EXERCISE BRIEF: Update the material below by changing every "innermost point" to "central point" and leaving everything else unchanged. Reproduce all of the material apart from the pictures.

MATERIAL TO PROCESS:
────────────────────

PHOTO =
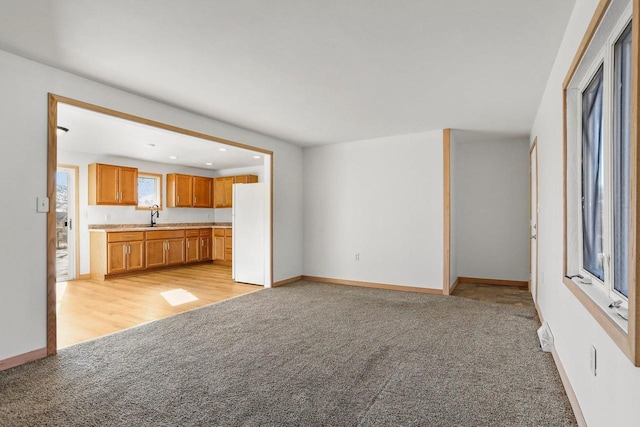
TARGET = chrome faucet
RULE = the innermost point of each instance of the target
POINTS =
(155, 214)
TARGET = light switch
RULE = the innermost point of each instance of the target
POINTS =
(43, 204)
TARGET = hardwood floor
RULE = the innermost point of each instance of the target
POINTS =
(510, 295)
(89, 309)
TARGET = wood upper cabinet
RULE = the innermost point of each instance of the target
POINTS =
(202, 192)
(112, 185)
(188, 191)
(223, 192)
(179, 190)
(223, 189)
(246, 179)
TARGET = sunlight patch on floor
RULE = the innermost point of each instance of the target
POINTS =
(178, 297)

────────────────────

SOLUTION TO THE EXERCISE:
PHOTO =
TARGET = chrome faucet
RULE = the central point of each instance of the target
POINTS =
(155, 214)
TARGET = light switch
RULE = the central point of each instance of the target
POINTS =
(43, 204)
TARGET = hardwood floor
RULE = the central point of each instance of the target
POINTS =
(510, 295)
(89, 309)
TARGET = wood upper cabinet
RULE = the central point of each instance of the target
POINTS =
(202, 192)
(112, 185)
(188, 191)
(223, 192)
(179, 190)
(223, 189)
(246, 179)
TARGET = sunlight patch on floor
RULE = the central point of each instance of the target
POINTS =
(178, 297)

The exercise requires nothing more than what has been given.